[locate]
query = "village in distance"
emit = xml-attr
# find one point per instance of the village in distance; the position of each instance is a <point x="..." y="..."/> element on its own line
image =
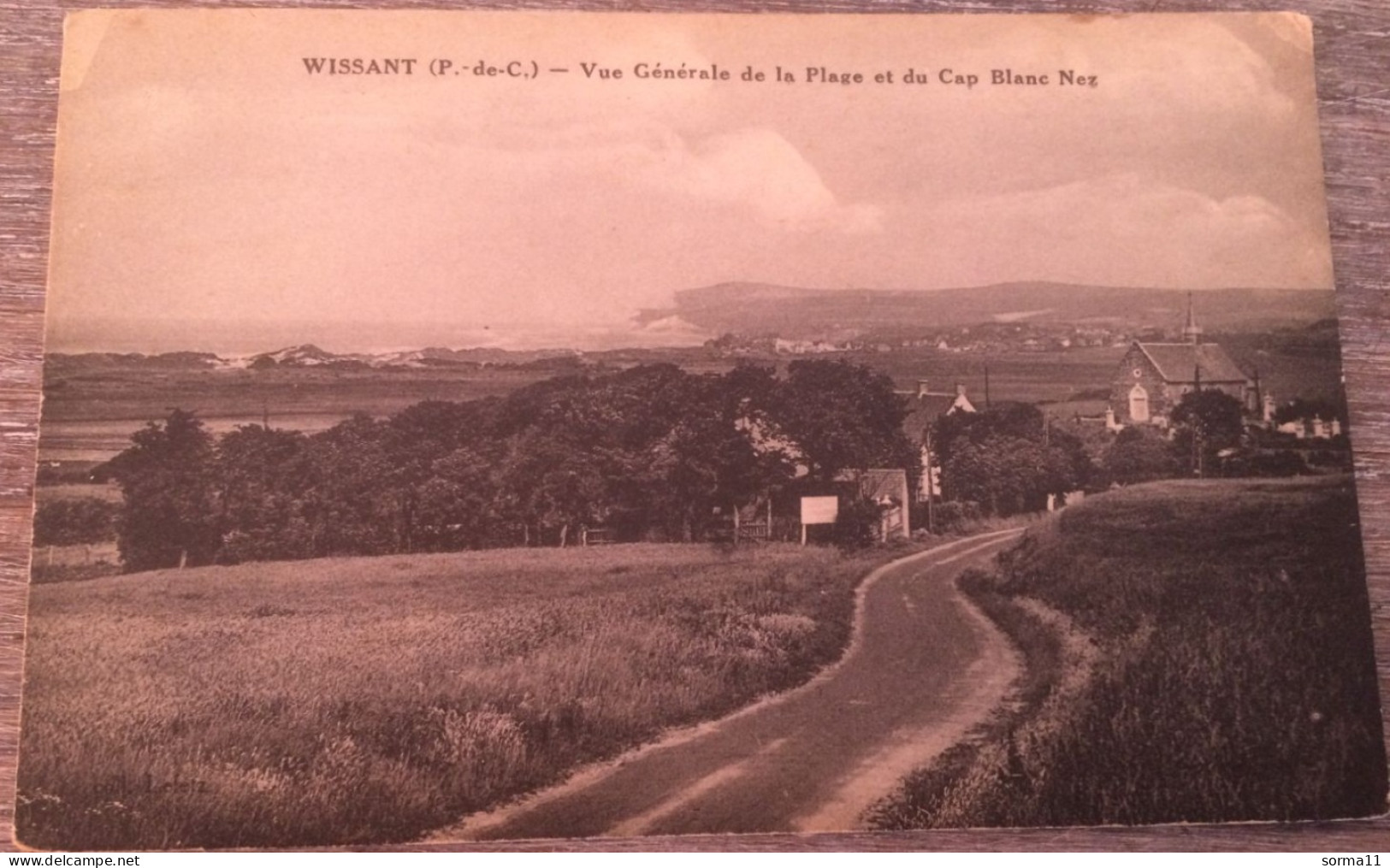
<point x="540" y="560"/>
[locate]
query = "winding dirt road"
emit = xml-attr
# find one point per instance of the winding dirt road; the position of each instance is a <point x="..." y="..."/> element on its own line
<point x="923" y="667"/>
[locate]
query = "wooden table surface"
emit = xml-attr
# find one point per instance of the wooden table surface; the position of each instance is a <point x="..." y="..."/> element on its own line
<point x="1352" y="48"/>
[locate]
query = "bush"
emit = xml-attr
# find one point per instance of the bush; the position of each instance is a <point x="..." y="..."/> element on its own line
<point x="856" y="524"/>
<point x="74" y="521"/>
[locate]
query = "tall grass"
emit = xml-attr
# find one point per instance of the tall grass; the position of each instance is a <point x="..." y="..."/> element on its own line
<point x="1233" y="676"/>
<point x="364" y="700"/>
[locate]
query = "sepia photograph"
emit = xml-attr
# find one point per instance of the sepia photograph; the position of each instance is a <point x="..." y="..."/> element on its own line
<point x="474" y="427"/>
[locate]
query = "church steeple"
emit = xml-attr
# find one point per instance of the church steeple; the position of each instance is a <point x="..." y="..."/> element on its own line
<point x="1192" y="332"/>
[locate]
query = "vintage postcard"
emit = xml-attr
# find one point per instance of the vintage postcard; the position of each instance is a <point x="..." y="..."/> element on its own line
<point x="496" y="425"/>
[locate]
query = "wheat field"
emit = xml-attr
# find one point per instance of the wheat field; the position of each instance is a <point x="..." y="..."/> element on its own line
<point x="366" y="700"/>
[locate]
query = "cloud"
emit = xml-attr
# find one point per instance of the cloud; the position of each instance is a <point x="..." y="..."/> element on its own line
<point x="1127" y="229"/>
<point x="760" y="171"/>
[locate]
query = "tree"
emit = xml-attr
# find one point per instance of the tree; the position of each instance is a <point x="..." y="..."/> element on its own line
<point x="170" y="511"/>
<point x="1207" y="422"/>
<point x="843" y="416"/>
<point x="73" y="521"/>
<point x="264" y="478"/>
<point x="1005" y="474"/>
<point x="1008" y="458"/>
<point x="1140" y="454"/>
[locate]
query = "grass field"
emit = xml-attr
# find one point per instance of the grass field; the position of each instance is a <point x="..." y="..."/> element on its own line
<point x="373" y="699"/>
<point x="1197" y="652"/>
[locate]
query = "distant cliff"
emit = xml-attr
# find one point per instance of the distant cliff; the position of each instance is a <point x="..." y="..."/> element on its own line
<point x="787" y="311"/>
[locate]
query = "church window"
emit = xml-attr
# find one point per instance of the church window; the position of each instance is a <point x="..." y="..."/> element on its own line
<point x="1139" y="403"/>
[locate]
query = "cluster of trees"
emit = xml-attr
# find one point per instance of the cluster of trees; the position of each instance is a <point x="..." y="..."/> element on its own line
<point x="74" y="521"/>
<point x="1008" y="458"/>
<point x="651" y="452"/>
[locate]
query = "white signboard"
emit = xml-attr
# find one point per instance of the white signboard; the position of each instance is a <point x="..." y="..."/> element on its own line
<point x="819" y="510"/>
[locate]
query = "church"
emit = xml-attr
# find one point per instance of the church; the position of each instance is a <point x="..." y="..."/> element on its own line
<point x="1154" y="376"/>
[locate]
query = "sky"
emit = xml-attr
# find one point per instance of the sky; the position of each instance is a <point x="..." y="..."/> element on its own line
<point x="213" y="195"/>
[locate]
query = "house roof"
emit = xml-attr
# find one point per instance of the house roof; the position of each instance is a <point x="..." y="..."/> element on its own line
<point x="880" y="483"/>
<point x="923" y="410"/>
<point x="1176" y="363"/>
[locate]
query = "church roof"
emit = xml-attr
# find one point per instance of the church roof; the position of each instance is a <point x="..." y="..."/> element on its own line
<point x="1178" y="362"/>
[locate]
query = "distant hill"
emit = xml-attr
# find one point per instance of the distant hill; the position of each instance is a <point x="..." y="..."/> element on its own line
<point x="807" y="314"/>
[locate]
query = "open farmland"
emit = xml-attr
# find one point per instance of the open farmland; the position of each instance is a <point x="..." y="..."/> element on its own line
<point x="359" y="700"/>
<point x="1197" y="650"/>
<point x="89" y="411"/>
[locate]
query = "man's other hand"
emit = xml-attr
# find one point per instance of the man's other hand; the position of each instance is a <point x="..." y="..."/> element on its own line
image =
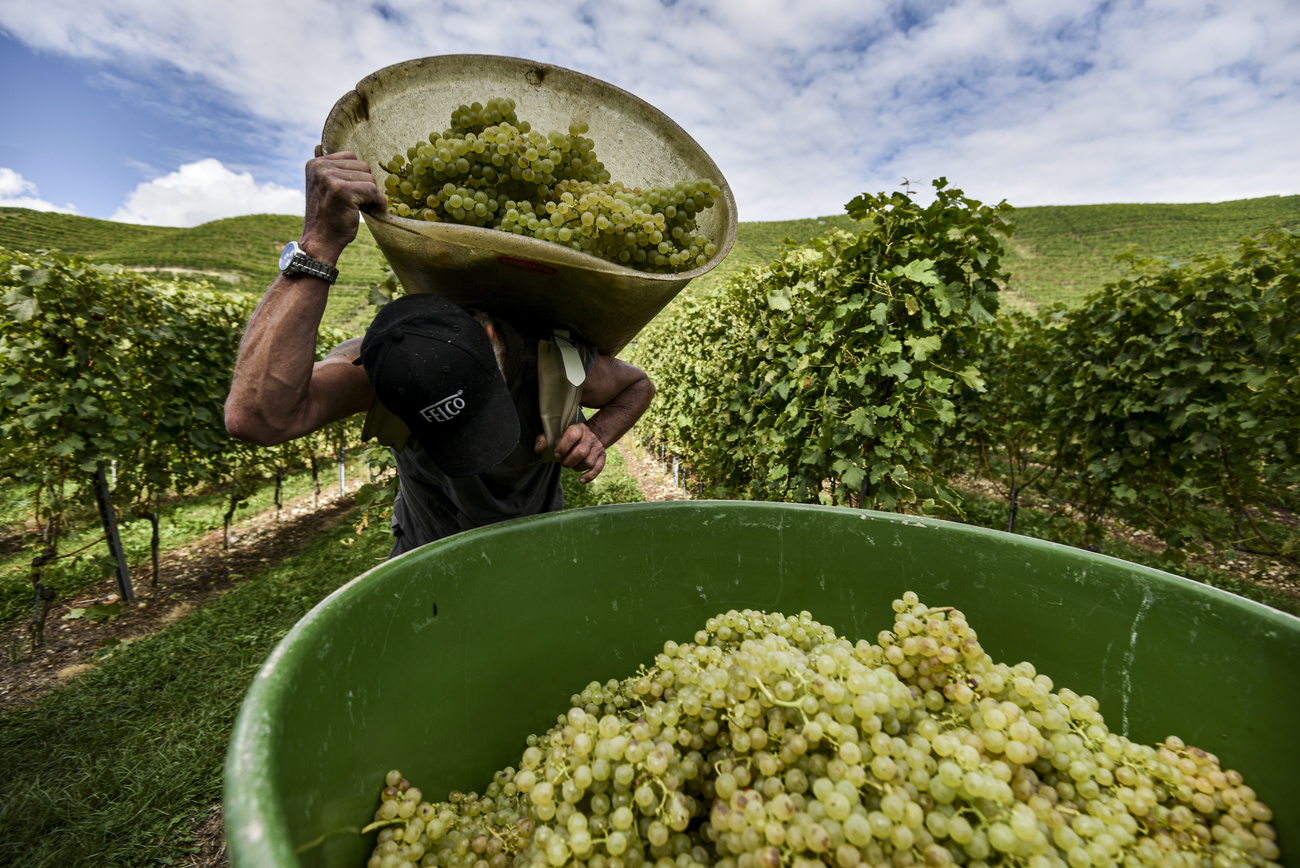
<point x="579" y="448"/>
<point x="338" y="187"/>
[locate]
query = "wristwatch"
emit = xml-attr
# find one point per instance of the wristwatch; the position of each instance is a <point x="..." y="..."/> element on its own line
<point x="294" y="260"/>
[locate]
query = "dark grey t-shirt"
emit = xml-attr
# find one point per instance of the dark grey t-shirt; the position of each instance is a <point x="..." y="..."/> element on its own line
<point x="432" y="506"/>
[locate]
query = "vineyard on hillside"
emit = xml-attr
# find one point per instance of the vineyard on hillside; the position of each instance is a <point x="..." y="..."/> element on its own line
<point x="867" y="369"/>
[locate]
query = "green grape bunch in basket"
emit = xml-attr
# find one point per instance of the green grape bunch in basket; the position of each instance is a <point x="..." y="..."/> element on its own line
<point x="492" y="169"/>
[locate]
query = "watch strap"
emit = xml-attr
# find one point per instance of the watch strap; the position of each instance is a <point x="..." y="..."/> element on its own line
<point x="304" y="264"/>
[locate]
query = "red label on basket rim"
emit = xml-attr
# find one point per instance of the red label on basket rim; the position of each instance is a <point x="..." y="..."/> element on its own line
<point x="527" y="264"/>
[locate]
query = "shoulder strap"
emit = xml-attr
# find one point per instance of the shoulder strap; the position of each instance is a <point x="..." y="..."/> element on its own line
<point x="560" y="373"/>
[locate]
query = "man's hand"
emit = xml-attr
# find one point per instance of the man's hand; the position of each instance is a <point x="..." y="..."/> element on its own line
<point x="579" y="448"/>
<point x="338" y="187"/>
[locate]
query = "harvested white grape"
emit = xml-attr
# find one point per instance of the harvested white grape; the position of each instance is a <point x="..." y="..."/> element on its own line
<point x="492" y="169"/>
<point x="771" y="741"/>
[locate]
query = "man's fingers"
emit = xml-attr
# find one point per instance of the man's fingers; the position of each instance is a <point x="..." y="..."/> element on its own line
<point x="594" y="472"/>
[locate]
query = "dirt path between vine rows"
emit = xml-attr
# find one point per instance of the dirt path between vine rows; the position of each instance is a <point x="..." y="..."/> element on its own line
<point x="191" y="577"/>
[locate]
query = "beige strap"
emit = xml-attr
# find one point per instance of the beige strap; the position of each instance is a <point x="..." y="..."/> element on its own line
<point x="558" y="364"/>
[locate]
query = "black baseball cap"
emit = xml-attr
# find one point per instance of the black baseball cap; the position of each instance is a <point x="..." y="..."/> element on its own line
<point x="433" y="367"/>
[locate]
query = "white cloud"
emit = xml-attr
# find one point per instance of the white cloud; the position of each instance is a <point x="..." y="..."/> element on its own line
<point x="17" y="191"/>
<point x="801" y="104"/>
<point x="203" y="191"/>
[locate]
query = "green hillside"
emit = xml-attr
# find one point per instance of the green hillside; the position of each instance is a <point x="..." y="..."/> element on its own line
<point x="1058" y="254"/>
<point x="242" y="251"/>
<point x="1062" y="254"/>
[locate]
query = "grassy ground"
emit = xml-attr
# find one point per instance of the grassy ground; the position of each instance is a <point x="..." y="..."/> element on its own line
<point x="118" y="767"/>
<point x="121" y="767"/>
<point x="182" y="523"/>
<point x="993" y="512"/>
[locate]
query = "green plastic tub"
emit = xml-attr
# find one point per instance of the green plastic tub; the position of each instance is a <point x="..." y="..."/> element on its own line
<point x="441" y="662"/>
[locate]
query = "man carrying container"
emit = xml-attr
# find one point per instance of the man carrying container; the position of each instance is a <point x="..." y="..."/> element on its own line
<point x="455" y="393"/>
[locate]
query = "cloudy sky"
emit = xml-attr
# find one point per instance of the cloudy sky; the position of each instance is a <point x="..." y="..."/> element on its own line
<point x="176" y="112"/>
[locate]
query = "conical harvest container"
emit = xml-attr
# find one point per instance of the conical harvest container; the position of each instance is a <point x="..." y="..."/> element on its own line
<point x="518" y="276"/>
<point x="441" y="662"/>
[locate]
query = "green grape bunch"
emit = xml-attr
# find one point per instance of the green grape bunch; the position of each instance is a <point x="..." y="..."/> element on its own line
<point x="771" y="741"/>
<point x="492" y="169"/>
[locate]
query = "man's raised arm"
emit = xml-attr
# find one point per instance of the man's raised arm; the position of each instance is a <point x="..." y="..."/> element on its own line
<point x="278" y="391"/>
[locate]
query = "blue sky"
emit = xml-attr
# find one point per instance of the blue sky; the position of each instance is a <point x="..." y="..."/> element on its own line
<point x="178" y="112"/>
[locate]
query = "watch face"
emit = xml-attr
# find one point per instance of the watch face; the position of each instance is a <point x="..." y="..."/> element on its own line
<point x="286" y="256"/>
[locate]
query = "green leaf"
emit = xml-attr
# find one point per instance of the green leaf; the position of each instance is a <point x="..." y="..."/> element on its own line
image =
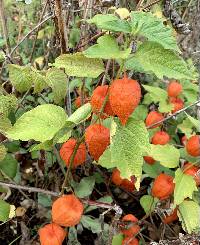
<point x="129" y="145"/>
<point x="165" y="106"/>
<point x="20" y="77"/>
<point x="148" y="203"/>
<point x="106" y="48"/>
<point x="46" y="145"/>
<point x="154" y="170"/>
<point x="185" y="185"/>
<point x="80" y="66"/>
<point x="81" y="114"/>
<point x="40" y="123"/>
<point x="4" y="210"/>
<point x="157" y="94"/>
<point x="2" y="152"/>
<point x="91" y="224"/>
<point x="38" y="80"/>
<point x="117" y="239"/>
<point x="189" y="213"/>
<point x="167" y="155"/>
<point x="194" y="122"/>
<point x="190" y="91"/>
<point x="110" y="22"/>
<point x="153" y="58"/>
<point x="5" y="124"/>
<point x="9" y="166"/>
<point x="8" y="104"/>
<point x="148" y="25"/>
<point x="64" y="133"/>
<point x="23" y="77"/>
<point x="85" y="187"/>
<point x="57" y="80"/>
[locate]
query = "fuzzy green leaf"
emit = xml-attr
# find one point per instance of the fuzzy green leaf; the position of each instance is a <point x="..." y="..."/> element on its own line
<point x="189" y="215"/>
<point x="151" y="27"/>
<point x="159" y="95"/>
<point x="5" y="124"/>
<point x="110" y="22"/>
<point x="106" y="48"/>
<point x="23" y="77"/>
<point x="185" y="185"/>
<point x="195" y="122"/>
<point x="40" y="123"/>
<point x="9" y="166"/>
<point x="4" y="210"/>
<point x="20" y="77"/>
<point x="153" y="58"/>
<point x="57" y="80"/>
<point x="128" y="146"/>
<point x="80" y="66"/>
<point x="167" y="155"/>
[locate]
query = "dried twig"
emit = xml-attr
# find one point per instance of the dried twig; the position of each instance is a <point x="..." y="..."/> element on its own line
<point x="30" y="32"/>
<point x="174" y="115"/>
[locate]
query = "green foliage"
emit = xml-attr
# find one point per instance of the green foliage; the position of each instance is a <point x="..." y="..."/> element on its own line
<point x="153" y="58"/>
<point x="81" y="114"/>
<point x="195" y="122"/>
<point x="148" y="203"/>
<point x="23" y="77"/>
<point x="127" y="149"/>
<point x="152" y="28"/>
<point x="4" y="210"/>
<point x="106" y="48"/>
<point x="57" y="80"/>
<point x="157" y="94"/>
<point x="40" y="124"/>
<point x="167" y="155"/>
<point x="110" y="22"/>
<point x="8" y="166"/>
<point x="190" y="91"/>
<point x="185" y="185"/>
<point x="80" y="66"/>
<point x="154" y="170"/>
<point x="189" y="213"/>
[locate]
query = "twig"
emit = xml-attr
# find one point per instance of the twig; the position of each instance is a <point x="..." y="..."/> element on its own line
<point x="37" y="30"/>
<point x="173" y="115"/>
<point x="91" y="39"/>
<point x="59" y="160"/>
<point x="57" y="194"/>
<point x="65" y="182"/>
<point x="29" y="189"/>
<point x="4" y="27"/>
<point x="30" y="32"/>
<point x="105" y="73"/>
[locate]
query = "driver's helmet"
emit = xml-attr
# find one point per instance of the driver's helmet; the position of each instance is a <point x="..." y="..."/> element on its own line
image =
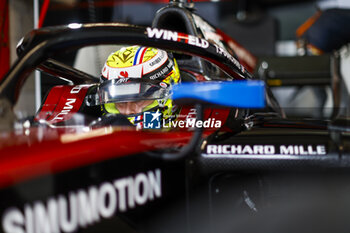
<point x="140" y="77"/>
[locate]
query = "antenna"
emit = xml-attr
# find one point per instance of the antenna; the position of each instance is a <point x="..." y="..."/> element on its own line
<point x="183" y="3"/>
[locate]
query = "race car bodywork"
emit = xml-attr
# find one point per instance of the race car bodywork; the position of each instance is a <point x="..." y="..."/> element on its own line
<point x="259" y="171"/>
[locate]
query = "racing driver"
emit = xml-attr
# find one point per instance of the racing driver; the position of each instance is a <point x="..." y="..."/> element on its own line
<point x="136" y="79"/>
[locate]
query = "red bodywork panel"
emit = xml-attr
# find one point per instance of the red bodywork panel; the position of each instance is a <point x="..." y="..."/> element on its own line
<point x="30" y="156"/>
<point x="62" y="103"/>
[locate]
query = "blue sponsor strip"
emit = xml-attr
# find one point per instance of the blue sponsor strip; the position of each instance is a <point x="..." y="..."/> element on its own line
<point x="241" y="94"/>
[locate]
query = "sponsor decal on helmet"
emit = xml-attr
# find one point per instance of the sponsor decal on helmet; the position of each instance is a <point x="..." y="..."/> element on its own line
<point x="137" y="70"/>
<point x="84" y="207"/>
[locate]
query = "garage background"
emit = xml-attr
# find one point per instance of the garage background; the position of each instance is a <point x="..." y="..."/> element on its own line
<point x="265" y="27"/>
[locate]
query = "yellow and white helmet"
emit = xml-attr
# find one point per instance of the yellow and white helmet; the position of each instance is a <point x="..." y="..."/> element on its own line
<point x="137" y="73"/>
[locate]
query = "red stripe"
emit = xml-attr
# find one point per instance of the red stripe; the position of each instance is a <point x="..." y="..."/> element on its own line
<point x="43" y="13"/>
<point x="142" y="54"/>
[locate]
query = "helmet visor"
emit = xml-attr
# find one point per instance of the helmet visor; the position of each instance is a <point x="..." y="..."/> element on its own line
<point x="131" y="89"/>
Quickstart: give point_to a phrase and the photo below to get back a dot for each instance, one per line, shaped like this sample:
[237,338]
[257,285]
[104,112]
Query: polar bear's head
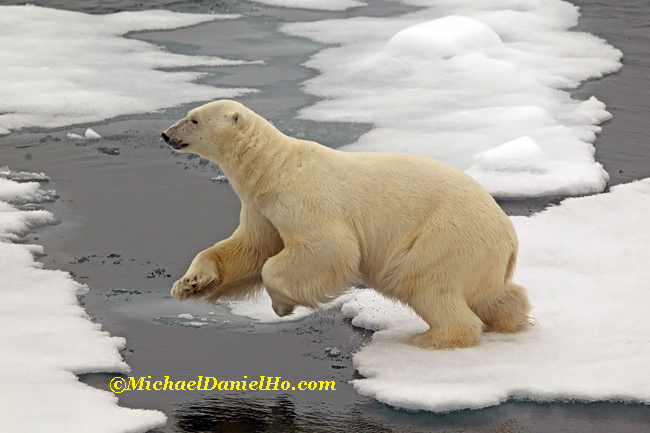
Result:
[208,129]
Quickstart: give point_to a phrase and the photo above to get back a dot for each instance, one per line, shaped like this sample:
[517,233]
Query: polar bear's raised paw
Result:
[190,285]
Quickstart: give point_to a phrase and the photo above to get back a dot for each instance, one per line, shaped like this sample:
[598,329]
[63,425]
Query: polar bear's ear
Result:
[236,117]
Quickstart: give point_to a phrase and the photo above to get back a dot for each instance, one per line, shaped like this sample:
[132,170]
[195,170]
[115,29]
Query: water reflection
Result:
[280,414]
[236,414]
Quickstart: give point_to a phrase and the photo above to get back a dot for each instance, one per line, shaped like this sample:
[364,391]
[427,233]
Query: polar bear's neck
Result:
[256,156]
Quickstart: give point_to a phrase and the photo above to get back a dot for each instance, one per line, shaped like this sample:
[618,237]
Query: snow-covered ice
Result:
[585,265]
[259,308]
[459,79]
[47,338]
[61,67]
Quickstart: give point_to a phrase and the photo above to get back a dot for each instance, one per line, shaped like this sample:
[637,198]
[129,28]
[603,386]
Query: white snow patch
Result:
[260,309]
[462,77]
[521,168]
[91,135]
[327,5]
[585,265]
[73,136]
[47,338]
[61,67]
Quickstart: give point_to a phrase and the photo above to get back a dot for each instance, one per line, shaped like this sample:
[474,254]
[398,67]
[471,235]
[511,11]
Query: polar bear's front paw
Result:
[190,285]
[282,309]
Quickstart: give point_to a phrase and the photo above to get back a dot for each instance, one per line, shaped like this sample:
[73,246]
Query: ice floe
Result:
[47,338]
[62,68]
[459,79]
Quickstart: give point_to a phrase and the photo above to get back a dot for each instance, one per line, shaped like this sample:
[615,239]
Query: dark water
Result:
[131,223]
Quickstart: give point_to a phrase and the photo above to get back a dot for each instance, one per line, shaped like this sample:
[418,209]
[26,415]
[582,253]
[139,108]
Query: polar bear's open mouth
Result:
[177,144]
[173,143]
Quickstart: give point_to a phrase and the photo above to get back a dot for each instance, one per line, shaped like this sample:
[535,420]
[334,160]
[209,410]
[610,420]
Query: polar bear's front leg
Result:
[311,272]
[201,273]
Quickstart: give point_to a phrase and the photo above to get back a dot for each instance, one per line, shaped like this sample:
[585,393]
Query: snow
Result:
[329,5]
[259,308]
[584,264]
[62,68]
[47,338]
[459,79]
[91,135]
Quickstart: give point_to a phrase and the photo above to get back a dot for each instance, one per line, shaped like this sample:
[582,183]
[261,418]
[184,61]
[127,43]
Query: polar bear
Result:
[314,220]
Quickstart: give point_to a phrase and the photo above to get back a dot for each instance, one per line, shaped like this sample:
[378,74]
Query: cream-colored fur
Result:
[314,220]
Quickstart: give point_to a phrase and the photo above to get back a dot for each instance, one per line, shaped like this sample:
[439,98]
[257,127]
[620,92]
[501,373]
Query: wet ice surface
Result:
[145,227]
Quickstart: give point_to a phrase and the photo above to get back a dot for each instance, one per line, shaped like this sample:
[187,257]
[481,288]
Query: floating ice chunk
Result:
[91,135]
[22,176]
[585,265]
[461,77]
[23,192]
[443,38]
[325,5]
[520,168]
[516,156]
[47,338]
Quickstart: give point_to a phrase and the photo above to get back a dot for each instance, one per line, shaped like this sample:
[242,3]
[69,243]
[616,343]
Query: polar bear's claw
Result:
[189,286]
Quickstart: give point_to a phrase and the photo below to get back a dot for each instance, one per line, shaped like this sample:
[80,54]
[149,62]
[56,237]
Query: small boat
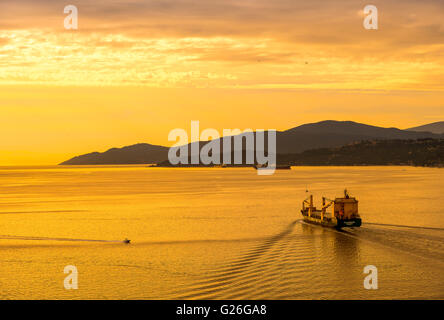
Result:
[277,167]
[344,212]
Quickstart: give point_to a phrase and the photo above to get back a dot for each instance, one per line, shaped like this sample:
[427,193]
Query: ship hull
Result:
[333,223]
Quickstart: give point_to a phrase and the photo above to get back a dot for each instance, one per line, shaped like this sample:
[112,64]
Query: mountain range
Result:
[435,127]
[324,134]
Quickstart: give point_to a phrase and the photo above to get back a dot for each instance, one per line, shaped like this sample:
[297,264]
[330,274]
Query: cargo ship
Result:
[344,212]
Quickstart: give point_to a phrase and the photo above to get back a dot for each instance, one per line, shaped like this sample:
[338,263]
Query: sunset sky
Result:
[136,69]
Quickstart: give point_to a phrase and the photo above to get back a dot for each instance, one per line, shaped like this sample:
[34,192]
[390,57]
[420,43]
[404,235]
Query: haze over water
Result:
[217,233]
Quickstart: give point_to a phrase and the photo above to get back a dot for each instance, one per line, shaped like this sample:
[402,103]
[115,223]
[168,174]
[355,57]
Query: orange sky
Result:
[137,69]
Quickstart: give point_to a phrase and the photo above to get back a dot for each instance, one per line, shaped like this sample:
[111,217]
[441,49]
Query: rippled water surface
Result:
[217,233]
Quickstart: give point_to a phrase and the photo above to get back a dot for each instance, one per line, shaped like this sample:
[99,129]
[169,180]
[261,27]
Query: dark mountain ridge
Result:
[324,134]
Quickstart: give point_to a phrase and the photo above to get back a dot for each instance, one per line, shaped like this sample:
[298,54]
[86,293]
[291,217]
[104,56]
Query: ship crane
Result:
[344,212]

**Task prompt**
How many lines in the items above contain the word "fingers"? Reply with the number alone.

**Output of the task**
2